TASK TO COMPLETE - In the text about children's vocabulary and concept development, how many spoken words is a child expected to have at 3 years old?

TEXT PASSAGE -

============================================================

The most important predictor of vocabulary learning is the number of words that children hear from adults (for example during interactions, conversations, play, book reading).
As children learn new words, they begin to understand and describe increasingly complex concepts (for example concepts to do with space, size, quantity, categories and time).
The importance of concept development and vocabulary
The words in our vocabulary are the building blocks for understanding and expressing ideas. As children are exposed to complex language (refer to the Grammar section), they begin to use more advanced vocabulary. They also begin to use more complex words to explain concepts, describe their observations, and make predictions.
Children’s vocabulary and concept development is dependent on consistent, nurturing and interacting learning experiences with adults and peers. Children need to have a large and varied vocabulary that continually grows.
Thus, concept development and vocabulary are key components for language learning. Developing these skills can pave the way for learning in language, the arts, sciences, technology, and mathematics.
Key developmental milestones
The following ages and stages (adapted from Munro and McGregor, 2017) are a guide that reflects broad developmental norms, but does not limit the expectations for every child (refer to VEYLDF Practice Principle: High expectations for every child). It is always important to understand children’s development as a continuum of growth, irrespective of their age.
There is wide variation in the first words that children produce. However, data from English-speaking countries reflect the following general milestones for spoken (expressive) vocabulary:
- 12 months: 2 words plus mummy and daddy (or equivalent in languages other than English)
- 18 months: 10-50 words
- 2 years: 300 words
- 2.5 years: 450 words
- 3 years: 1000 words
- 4 years: 2000 words
- 5 years: 5000 plus words
- 17 years: 36 000 to 136 000 words.
The words that children tend to say first are naming words (Nouns and Proper Nouns). Then action words (Verbs) are the second earliest type of word. Other words which are learnt early on are a few examples of modifiers (for example ‘more’), and personal-social phrases (for example ‘please’, ‘no’).
Word types
There are eight main types of words. Each word type is learned at different stages, and do different “jobs” when used in sentences. The speed and order that children learn word types is dependent on age, but also on their language-learning experiences. Children need to learn different word types, so they can start building their own sentences.
These include:
- nouns (including Proper Nouns) - for example, Mum dog idea rainbow question Alex
- pronouns - for example, I you they him she this these some their his myself ourselves each other
- determiners - for example, the a an her their our those this that many more neither another
- adjectives - for example, long pointy childish imaginary sisterly
- verbs - for example, run play decide sorted thinking
- adverbs - for example, slowly foolishly very mostly
- prepositions - for example, in at on off into onto towards to about as with
- conjunctions - for example, and or but because whenever after before.

============================================================

MATERIAL PROVIDED -

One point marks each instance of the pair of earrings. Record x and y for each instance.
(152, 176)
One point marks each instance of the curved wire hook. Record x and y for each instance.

============================================================

EXERCISE RESPONSE - 1000 words.